EXERCISE GOAL: Reproduce the material below with every occurrence of "Pick out" replaced by "Mark", leaving all other text unchanged.

MATERIAL FOR THIS EXERCISE:
━━━

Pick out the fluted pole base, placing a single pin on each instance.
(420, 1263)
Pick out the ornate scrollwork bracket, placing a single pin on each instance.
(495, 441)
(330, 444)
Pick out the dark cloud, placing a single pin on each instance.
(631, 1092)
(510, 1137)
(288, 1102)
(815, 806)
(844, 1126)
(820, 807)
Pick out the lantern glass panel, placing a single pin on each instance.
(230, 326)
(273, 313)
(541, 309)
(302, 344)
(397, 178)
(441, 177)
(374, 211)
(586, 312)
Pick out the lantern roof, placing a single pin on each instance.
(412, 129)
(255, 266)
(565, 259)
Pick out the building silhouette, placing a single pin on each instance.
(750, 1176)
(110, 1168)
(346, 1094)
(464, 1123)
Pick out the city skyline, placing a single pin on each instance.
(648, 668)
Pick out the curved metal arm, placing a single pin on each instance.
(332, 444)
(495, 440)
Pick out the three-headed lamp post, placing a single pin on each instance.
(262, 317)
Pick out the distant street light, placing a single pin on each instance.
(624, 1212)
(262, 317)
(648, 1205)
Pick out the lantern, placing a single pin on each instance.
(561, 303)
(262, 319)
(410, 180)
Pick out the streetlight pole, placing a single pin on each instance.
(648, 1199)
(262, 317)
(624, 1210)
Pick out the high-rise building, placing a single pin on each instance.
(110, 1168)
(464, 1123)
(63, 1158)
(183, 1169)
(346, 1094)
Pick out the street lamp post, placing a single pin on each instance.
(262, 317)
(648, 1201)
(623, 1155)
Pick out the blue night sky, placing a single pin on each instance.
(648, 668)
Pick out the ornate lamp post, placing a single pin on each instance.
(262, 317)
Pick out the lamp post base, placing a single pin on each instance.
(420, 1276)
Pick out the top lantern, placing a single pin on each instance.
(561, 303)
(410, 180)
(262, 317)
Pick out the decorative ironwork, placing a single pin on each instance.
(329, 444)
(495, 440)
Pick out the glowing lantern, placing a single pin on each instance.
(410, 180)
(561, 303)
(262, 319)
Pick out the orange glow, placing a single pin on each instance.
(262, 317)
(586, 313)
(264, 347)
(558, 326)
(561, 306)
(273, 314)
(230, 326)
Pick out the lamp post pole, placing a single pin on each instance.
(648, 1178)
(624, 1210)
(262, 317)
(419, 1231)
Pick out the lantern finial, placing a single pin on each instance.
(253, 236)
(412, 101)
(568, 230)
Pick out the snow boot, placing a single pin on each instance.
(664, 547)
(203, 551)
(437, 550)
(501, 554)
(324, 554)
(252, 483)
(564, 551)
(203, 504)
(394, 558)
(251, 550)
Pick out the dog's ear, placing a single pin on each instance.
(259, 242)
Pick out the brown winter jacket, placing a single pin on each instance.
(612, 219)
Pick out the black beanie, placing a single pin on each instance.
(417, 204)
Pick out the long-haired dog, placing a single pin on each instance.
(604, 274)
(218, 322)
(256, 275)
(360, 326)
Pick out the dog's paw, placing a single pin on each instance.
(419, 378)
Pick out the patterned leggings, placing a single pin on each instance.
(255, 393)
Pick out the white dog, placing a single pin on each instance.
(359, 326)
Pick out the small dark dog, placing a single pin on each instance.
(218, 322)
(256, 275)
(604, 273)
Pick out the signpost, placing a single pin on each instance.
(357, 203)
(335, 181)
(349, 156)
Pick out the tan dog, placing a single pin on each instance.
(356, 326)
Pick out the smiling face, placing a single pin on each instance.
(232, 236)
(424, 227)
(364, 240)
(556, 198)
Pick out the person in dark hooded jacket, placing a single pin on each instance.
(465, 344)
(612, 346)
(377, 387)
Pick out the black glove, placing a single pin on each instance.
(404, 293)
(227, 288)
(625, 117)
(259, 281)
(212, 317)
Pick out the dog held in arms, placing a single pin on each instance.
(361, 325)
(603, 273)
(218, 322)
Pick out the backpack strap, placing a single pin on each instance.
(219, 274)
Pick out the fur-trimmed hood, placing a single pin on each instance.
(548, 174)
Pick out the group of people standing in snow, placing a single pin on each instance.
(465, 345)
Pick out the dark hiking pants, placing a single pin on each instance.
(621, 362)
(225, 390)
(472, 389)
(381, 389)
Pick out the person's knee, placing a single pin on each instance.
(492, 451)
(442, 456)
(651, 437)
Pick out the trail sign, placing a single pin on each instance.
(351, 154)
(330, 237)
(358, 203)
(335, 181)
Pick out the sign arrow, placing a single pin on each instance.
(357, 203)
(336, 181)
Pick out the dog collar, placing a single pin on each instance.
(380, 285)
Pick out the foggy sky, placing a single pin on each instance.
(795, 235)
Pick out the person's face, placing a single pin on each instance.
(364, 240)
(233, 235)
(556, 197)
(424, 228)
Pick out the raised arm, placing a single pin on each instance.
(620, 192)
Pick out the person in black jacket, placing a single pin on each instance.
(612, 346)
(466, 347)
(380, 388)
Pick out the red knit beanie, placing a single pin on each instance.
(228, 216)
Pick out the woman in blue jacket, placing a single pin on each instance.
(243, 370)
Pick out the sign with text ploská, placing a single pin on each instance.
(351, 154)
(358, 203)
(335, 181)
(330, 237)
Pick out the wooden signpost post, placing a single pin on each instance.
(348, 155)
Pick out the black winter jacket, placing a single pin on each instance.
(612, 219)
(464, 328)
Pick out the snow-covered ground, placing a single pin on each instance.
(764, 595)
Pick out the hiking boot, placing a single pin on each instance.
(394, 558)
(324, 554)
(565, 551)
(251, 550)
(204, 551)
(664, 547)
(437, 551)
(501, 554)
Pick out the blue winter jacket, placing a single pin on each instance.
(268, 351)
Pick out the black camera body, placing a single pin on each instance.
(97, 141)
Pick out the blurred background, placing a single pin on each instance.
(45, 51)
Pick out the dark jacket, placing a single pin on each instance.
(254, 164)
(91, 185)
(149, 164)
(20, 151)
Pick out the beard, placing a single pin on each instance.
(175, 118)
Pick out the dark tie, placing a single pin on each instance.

━━━

FINISHED ANSWER:
Mark the fluted pole base, placing a single pin on each instance.
(420, 1263)
Mark the ornate scrollwork bracket, placing a single pin on each instance.
(495, 441)
(330, 444)
Mark the dark cloud, placing a single pin on each instance.
(631, 1092)
(510, 1137)
(288, 1102)
(815, 806)
(844, 1126)
(820, 807)
Mark the lantern glass panel, placing a single pin on each instance.
(230, 326)
(273, 313)
(541, 309)
(302, 344)
(397, 178)
(441, 177)
(374, 211)
(586, 312)
Mark the lantern roof, placing a single pin on each instance.
(412, 129)
(255, 266)
(565, 259)
Mark the building silhouette, placing a single pin on each instance.
(750, 1176)
(110, 1168)
(346, 1094)
(464, 1123)
Mark the city skyline, placing a single pin on each instance.
(648, 668)
Mark the curved metal arm, placing a single pin on each instance.
(332, 444)
(495, 440)
Mark the three-headed lamp post, placing a single pin on each instance.
(262, 317)
Mark the distant street light, placing a single pin on each instance.
(624, 1212)
(262, 317)
(648, 1205)
Mark the lantern, placing a single pin on each instance.
(561, 303)
(262, 319)
(410, 180)
Mark the streetlight pole, placing a single pin on each instance.
(648, 1199)
(262, 317)
(624, 1210)
Mark the high-rise building, placing a single pin on each instance.
(110, 1168)
(464, 1123)
(63, 1158)
(183, 1169)
(346, 1094)
Mark the street lamp post, placing a single pin on each instance.
(262, 317)
(648, 1201)
(623, 1155)
Mark the blue night sky, placing a single pin on each instance.
(648, 668)
Mark the ornate lamp post, placing a single pin on each instance.
(262, 317)
Mark the lamp post base, placing a single pin on each instance.
(420, 1276)
Mark the top lantern, placing a single pin on each instance.
(561, 303)
(410, 180)
(262, 317)
Mark the decorative ironwork, placing a single pin on each instance.
(329, 444)
(495, 440)
Mark the glowing lantern, placing a single pin on each instance.
(410, 180)
(561, 303)
(262, 319)
Mark the orange glow, placing a single pin on each instance.
(262, 317)
(586, 313)
(264, 347)
(558, 326)
(561, 306)
(273, 314)
(230, 326)
Mark the lamp post pole, placing a single pin on each instance.
(648, 1178)
(624, 1210)
(262, 317)
(419, 1231)
Mark the lantern finial, placing a single pin on each instance.
(253, 236)
(412, 101)
(568, 230)
Mark the snow boot, placing a single pin on each instance.
(664, 547)
(203, 551)
(437, 550)
(501, 554)
(324, 554)
(252, 483)
(564, 551)
(203, 504)
(394, 558)
(251, 550)
Mark the dog's ear, placing a single pin on each instance.
(259, 242)
Mark the brown winter jacket, placing a single pin on each instance.
(612, 219)
Mark the black beanie, placing a single pin on each instance.
(417, 204)
Mark the long-haired dog, placing a single pin on each instance.
(604, 274)
(218, 322)
(256, 275)
(360, 326)
Mark the dog's paw, placing a single pin on each instance.
(419, 378)
Mark the patterned leggings, placing a single pin on each instance.
(255, 393)
Mark the white dog, placing a single pin on each instance.
(359, 326)
Mark the small dark dog, placing a single pin on each instance.
(218, 322)
(256, 275)
(604, 273)
Mark the signpost, placing a single pin on each instance.
(357, 203)
(335, 181)
(349, 156)
Mark the tan dog, placing a single pin on each instance.
(356, 326)
Mark the smiling face, placing a single pin on each instance.
(232, 236)
(424, 227)
(364, 240)
(556, 198)
Mark the person in dark hooded jacket, placing a single pin on each instance.
(465, 344)
(612, 346)
(377, 387)
Mark the black glove, placing a single pin on each instance.
(404, 293)
(227, 288)
(625, 117)
(259, 281)
(212, 317)
Mark the dog held in arms, placing a single pin on each instance.
(361, 325)
(603, 273)
(218, 322)
Mark the backpack strap, placing a single pin on each instance.
(219, 274)
Mark the fur-trimmed hood, placing a single pin on each instance.
(548, 174)
Mark the group of people standing in snow, placing a single pin on each instance.
(465, 345)
Mark the dark hiking pants, placing a single pin on each instance.
(621, 362)
(225, 390)
(472, 389)
(381, 389)
Mark the person's knee, placing a single pin on each instance.
(492, 451)
(442, 456)
(651, 437)
Mark the trail sign, placing a single pin on each instance.
(351, 154)
(330, 237)
(358, 203)
(335, 181)
Mark the sign arrow, placing a single pin on each instance.
(357, 203)
(336, 181)
Mark the dog collar, placing a single pin on each instance.
(380, 285)
Mark the foggy sky, placing a single pin on each instance.
(795, 235)
Mark the person's face, placing a single pin on each instance.
(364, 240)
(233, 235)
(556, 197)
(424, 228)
Mark the raised arm, placing a single pin on each instance.
(620, 192)
Mark the person in black jacket, placing a single pin on each instance.
(612, 346)
(466, 347)
(380, 388)
Mark the red knit beanie, placing a single pin on each instance.
(228, 216)
Mark the woman in blue jacket, placing a single pin on each instance.
(243, 370)
Mark the sign with text ploská, placing a single pin on each instance.
(351, 154)
(358, 203)
(335, 181)
(330, 237)
Mark the wooden signpost post, placing a single pin on each instance.
(348, 155)
Mark the black winter jacket, placing a single pin on each instance.
(612, 219)
(464, 328)
Mark the snow-covered ground, placing a single pin on each instance.
(764, 595)
Mark the hiking boot, placing a single pin on each instance.
(394, 558)
(324, 554)
(565, 551)
(251, 550)
(204, 551)
(664, 547)
(437, 551)
(501, 554)
Mark the blue winter jacket, placing a single pin on each instance.
(268, 351)
Mark the black camera body, placing a single pin on each instance.
(97, 141)
Mark the blurred background, placing a single pin on each instance.
(45, 51)
Mark the dark jacket, placing a single pin on each instance.
(254, 164)
(91, 185)
(149, 164)
(20, 151)
Mark the beard, placing a single pin on each instance.
(175, 118)
Mark the dark tie, placing a single pin on each instance.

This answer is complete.